§ **WHAT THE TASK REQUIRES**
In all the records below, switch each "positive clicks" to "foreground clicks" and keep everything else the same. Give the records again without the pictures.

Stored items from a collection:

--------------------

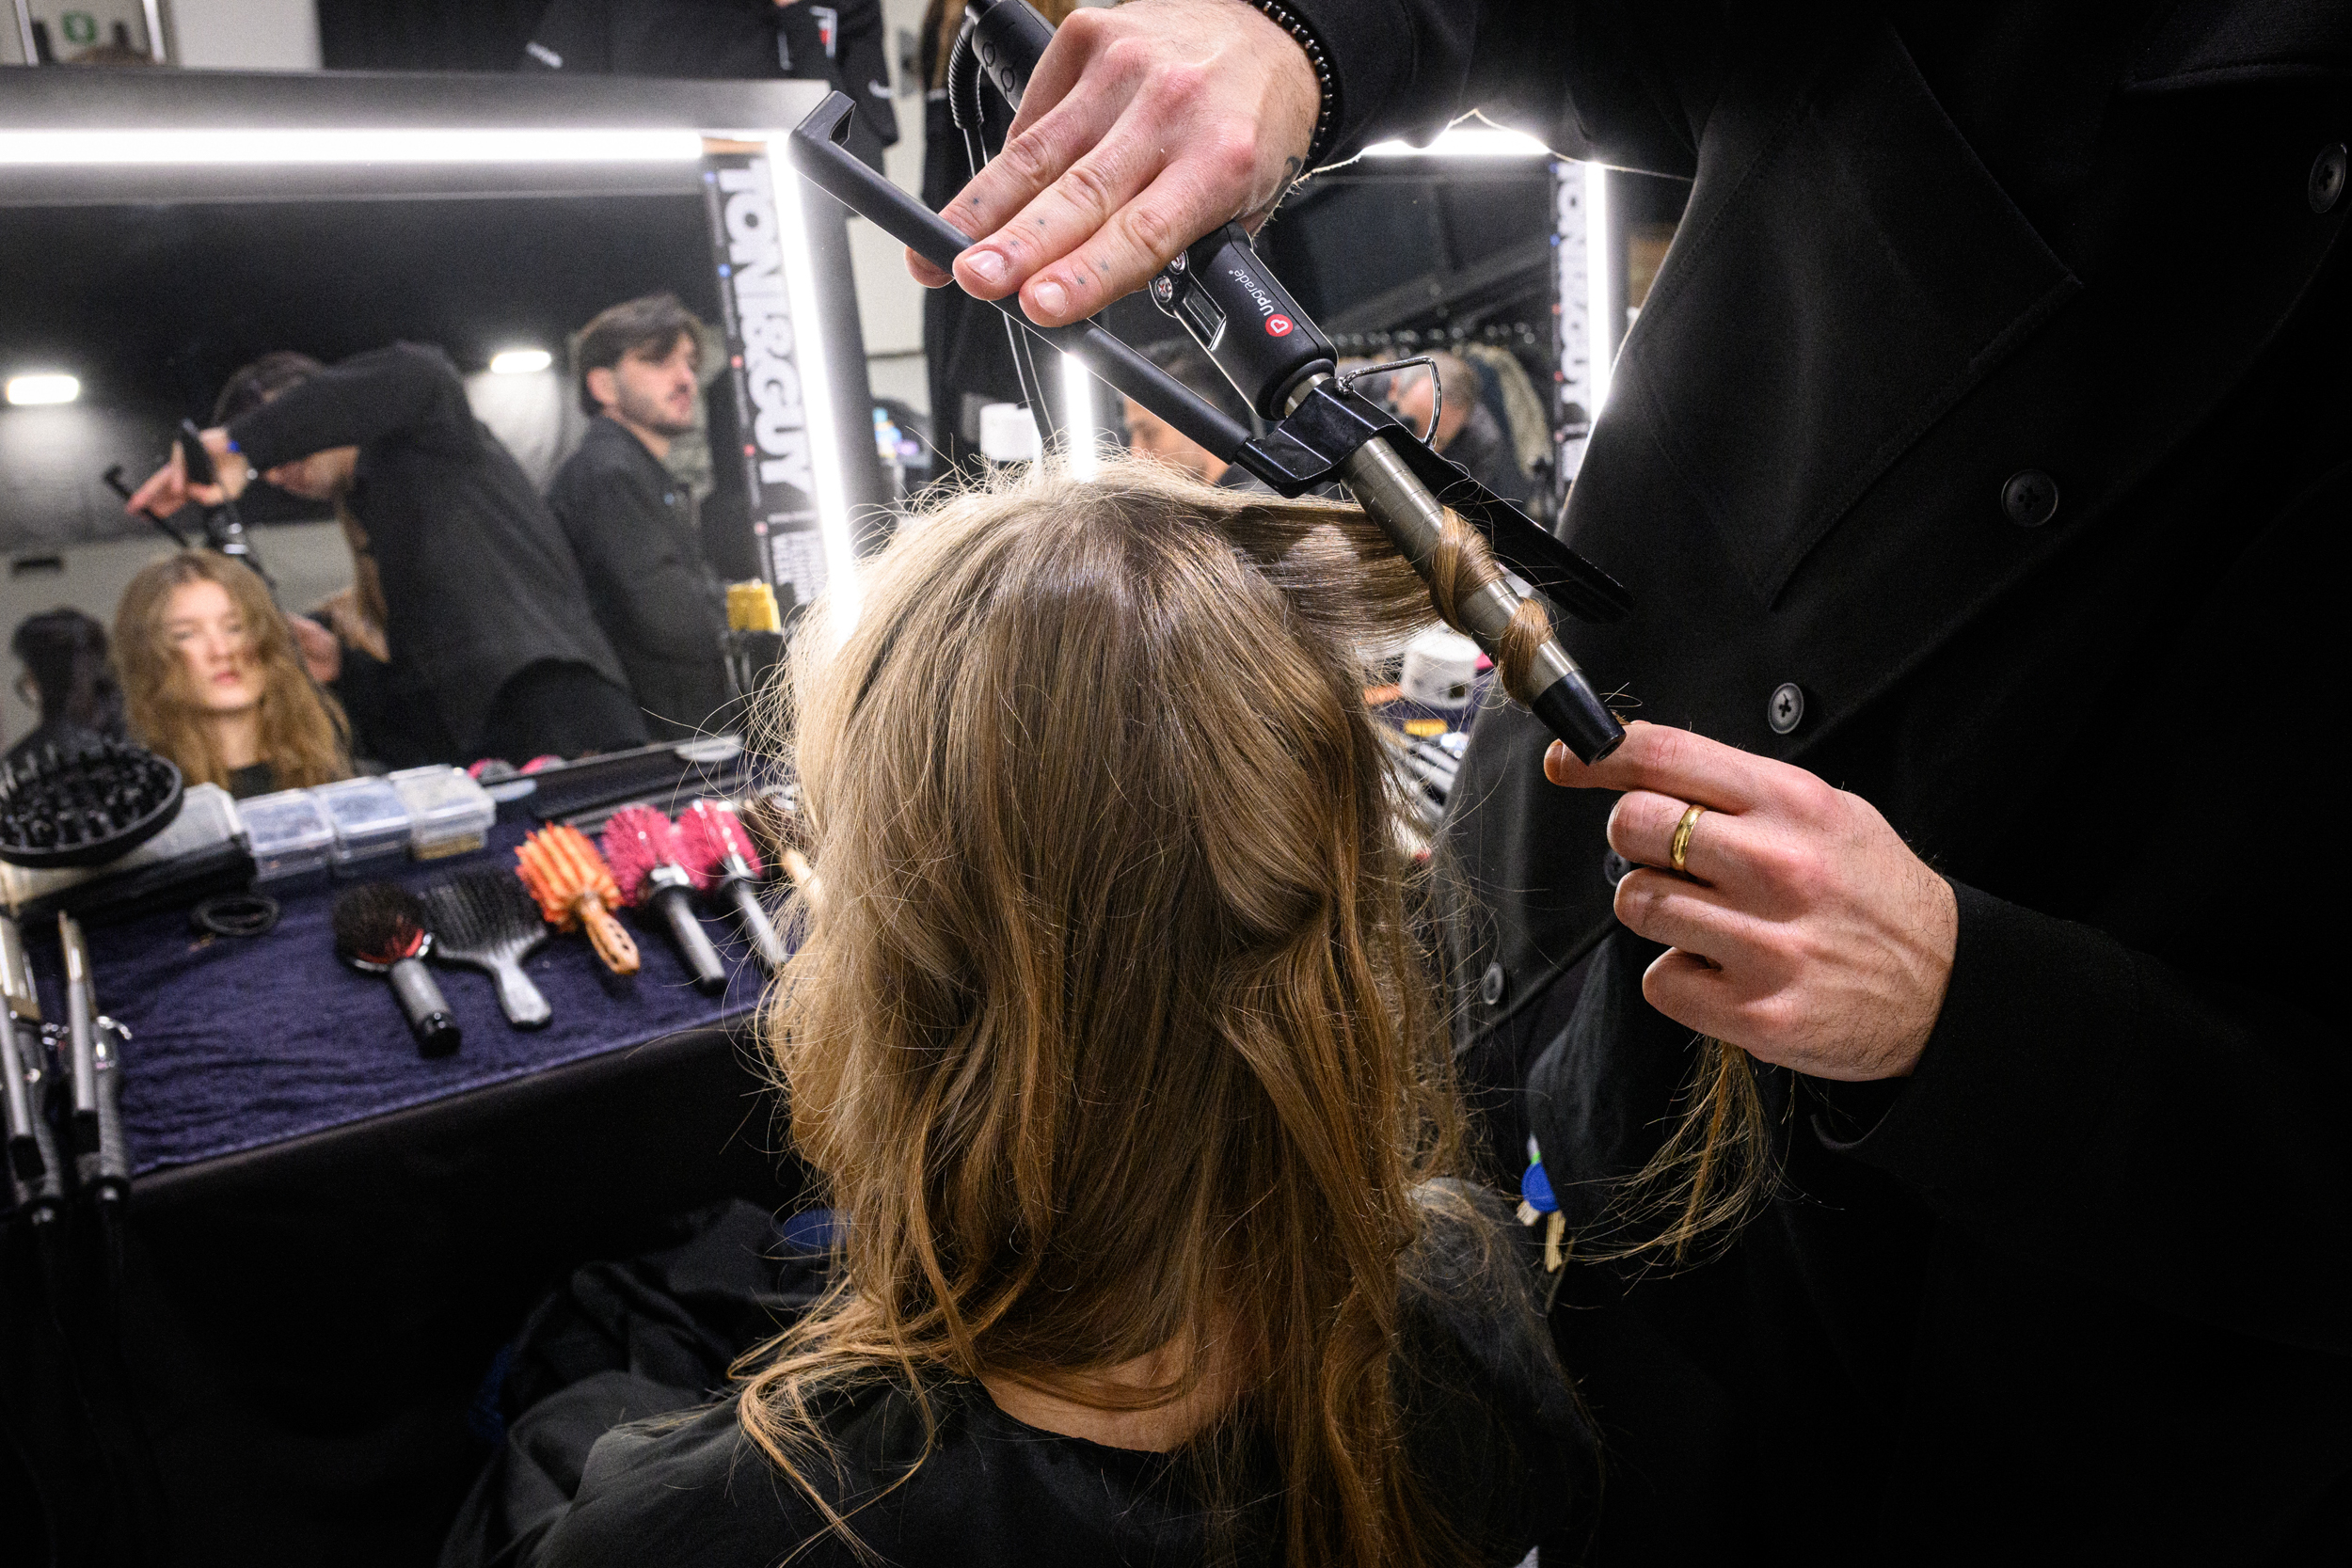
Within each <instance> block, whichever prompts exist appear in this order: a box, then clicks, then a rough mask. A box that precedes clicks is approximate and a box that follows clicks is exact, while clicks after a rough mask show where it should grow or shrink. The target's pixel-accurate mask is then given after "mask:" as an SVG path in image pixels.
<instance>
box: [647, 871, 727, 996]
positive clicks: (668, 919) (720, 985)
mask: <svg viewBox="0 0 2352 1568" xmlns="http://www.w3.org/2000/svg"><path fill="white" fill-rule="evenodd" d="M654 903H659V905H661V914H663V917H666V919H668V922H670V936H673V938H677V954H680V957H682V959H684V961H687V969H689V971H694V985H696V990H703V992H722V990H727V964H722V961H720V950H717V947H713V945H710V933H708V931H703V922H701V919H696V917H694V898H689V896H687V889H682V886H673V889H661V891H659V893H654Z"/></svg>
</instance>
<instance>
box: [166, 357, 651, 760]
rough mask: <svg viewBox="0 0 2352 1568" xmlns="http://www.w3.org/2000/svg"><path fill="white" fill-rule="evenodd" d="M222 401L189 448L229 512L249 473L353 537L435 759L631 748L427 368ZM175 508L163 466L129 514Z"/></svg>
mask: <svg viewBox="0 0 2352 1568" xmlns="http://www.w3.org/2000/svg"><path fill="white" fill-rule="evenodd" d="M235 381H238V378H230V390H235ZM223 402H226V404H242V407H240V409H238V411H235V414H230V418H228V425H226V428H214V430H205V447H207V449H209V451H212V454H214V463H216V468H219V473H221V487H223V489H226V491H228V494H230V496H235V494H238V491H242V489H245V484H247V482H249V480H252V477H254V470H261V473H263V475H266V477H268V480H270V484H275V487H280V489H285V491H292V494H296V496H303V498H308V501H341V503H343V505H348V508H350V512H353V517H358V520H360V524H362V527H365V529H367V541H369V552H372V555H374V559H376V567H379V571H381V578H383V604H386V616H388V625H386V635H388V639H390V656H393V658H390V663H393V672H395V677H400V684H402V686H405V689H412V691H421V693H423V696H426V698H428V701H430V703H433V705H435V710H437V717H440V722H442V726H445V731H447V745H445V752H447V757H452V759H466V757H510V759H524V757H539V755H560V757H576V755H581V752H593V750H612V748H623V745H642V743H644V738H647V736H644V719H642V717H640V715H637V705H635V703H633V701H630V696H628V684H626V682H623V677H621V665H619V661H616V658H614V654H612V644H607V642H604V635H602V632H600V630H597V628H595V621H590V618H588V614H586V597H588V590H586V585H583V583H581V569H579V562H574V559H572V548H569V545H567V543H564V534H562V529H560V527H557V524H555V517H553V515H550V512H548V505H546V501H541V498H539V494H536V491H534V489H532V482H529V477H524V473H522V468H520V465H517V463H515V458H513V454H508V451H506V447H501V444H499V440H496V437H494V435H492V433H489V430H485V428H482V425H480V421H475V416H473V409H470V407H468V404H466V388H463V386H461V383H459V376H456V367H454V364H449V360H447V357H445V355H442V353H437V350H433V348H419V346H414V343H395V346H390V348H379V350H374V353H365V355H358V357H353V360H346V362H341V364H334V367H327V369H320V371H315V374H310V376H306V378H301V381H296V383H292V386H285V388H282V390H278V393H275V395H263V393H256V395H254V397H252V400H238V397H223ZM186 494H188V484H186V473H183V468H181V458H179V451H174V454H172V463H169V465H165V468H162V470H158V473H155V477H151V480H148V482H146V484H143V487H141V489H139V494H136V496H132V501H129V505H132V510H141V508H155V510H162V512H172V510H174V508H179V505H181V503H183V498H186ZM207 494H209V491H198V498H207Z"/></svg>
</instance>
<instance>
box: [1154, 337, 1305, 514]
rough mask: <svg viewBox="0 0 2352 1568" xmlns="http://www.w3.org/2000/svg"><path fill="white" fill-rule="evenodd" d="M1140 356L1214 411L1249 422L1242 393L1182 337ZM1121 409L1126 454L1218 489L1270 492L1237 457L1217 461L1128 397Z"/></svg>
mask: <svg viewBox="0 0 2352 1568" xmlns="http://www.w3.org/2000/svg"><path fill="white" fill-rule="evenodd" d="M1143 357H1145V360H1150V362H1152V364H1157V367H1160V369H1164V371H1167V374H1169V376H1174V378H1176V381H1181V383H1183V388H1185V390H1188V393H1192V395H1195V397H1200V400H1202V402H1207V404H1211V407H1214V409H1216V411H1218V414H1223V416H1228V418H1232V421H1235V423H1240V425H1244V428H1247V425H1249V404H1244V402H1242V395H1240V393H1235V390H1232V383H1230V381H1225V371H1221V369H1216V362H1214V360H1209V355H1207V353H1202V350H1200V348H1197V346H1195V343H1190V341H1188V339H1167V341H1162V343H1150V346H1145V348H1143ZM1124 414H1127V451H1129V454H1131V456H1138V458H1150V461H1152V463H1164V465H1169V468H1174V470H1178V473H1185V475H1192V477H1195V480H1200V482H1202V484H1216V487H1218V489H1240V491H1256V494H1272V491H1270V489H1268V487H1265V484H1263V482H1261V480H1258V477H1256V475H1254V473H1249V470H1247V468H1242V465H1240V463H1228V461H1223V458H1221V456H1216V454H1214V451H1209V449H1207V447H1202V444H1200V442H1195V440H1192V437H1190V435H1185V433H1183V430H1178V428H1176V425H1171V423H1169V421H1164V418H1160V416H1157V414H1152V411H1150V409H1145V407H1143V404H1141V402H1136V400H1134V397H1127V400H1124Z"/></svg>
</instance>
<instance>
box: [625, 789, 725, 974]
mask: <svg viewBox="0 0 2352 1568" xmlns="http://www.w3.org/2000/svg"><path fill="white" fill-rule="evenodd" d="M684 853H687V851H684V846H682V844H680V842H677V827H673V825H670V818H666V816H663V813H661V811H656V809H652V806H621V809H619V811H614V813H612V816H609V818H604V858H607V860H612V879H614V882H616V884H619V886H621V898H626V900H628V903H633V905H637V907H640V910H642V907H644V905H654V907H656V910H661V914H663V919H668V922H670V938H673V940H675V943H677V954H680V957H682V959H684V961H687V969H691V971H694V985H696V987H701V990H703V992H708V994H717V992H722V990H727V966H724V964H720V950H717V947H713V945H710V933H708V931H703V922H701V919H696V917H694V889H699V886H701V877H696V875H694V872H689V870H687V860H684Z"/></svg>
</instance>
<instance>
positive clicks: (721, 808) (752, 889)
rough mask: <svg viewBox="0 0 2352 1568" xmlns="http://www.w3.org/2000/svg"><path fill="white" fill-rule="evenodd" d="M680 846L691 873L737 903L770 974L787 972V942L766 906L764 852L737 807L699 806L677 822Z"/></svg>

--------------------

§ **EXERCISE RESPONSE**
Within each <instance> block, whichever prompts exist appear in this order: a box, then clicks, then a rough mask. A box that precedes clicks is approximate and a box that follows clicks is exact, while clicks after a rough mask show where it should grow or shrink. The target's pixel-accurate mask is then given after "mask:" as an SVG path in image pixels.
<instance>
box: [647, 871, 727, 996]
foreground clicks: (668, 919) (720, 985)
mask: <svg viewBox="0 0 2352 1568" xmlns="http://www.w3.org/2000/svg"><path fill="white" fill-rule="evenodd" d="M654 903H659V905H661V914H663V917H666V919H668V922H670V936H673V938H677V954H680V957H682V959H684V961H687V969H689V971H694V985H696V990H703V992H722V990H727V964H722V961H720V950H717V947H713V945H710V933H708V931H703V922H701V919H696V917H694V898H689V896H687V889H682V886H673V889H661V891H659V893H654Z"/></svg>
</instance>
<instance>
box: [166, 357, 651, 760]
rough mask: <svg viewBox="0 0 2352 1568" xmlns="http://www.w3.org/2000/svg"><path fill="white" fill-rule="evenodd" d="M222 401L189 448L229 512L249 473L353 537L435 759L631 748L427 368ZM175 508L163 466L129 514Z"/></svg>
mask: <svg viewBox="0 0 2352 1568" xmlns="http://www.w3.org/2000/svg"><path fill="white" fill-rule="evenodd" d="M235 381H238V378H230V390H235ZM223 402H226V404H242V407H240V409H238V411H235V414H230V418H228V425H226V428H214V430H205V447H207V449H209V451H212V454H214V463H216V468H219V473H221V487H223V489H226V491H228V494H230V496H235V494H238V491H242V489H245V484H247V482H249V480H252V477H254V470H261V473H263V475H266V477H268V480H270V484H275V487H280V489H285V491H292V494H296V496H303V498H308V501H341V503H343V505H348V508H350V512H353V517H358V520H360V524H362V527H365V529H367V541H369V552H372V555H374V559H376V567H379V571H381V578H383V604H386V616H388V625H386V635H388V639H390V656H393V658H390V663H393V672H395V677H400V684H402V686H405V689H412V691H421V693H423V696H426V698H428V701H430V703H433V705H435V710H437V717H440V722H442V726H445V731H447V745H445V752H447V757H452V759H466V757H510V759H524V757H539V755H560V757H576V755H581V752H593V750H612V748H623V745H642V743H644V738H647V736H644V719H642V717H640V715H637V705H635V703H633V701H630V696H628V684H626V682H623V677H621V665H619V661H616V658H614V654H612V644H607V642H604V635H602V632H600V630H597V628H595V621H590V618H588V614H586V597H588V590H586V585H583V583H581V569H579V562H574V559H572V548H569V545H567V543H564V534H562V529H560V527H557V524H555V517H553V515H550V512H548V505H546V501H541V498H539V494H536V491H534V489H532V482H529V477H524V473H522V468H520V465H517V463H515V458H513V454H508V451H506V447H501V444H499V440H496V437H494V435H492V433H489V430H485V428H482V425H480V421H475V416H473V409H470V407H468V404H466V388H463V386H461V383H459V376H456V367H454V364H449V360H447V357H445V355H442V353H437V350H433V348H419V346H414V343H395V346H390V348H379V350H374V353H365V355H358V357H353V360H346V362H341V364H334V367H327V369H320V371H315V374H310V376H306V378H301V381H296V383H292V386H285V388H282V390H278V393H275V395H263V393H256V395H254V397H252V400H238V397H223ZM186 494H188V484H186V473H183V468H181V458H179V451H174V454H172V463H169V465H165V468H162V470H158V473H155V477H151V480H148V482H146V484H143V487H141V489H139V494H136V496H132V501H129V505H132V510H141V508H155V510H162V512H172V510H174V508H179V505H181V503H183V498H186ZM207 494H209V491H198V498H207Z"/></svg>
</instance>
<instance>
box: [1154, 337, 1305, 514]
rough mask: <svg viewBox="0 0 2352 1568" xmlns="http://www.w3.org/2000/svg"><path fill="white" fill-rule="evenodd" d="M1140 356L1214 411L1249 422L1242 393L1182 337ZM1121 409L1126 454L1218 489L1270 492L1237 457L1217 461L1128 397Z"/></svg>
mask: <svg viewBox="0 0 2352 1568" xmlns="http://www.w3.org/2000/svg"><path fill="white" fill-rule="evenodd" d="M1143 357H1145V360H1150V362H1152V364H1157V367H1160V369H1164V371H1167V374H1169V376H1174V378H1176V381H1181V383H1183V388H1185V390H1188V393H1192V395H1195V397H1200V400H1202V402H1207V404H1211V407H1214V409H1216V411H1218V414H1223V416H1228V418H1232V421H1235V423H1240V425H1244V428H1247V425H1249V404H1244V402H1242V395H1240V393H1235V390H1232V383H1230V381H1225V371H1221V369H1216V362H1214V360H1209V355H1207V353H1202V350H1200V348H1197V346H1195V343H1190V341H1188V339H1167V341H1162V343H1150V346H1145V348H1143ZM1124 414H1127V451H1129V454H1131V456H1138V458H1150V461H1152V463H1164V465H1169V468H1174V470H1178V473H1185V475H1192V477H1195V480H1200V482H1202V484H1216V487H1218V489H1240V491H1256V494H1272V491H1270V489H1268V487H1265V484H1263V482H1261V480H1258V477H1256V475H1254V473H1249V470H1247V468H1242V465H1240V463H1228V461H1223V458H1221V456H1216V454H1214V451H1209V449H1207V447H1202V444H1200V442H1195V440H1192V437H1190V435H1185V433H1183V430H1178V428H1176V425H1171V423H1169V421H1164V418H1160V416H1157V414H1152V411H1150V409H1145V407H1143V404H1141V402H1136V400H1134V397H1127V400H1124Z"/></svg>
</instance>
<instance>
box: [625, 789, 725, 974]
mask: <svg viewBox="0 0 2352 1568" xmlns="http://www.w3.org/2000/svg"><path fill="white" fill-rule="evenodd" d="M684 853H687V851H684V846H682V844H680V842H677V827H673V825H670V818H666V816H663V813H661V811H656V809H652V806H621V809H619V811H614V813H612V816H609V818H604V858H607V860H612V879H614V882H616V884H619V886H621V898H626V900H628V903H633V905H637V907H640V910H642V907H644V905H654V907H656V910H661V914H663V919H668V922H670V938H673V940H675V943H677V954H680V957H682V959H684V961H687V969H691V971H694V985H696V987H701V990H703V992H708V994H717V992H722V990H727V966H724V964H720V950H717V947H713V945H710V933H708V931H703V922H701V919H696V917H694V889H699V886H701V877H696V875H694V872H689V870H687V860H684Z"/></svg>
</instance>
<instance>
foreground clicks: (721, 808) (752, 889)
rough mask: <svg viewBox="0 0 2352 1568" xmlns="http://www.w3.org/2000/svg"><path fill="white" fill-rule="evenodd" d="M680 846L691 873L737 903L770 974L787 972V942L766 906L764 852L737 807L699 806L677 822Z"/></svg>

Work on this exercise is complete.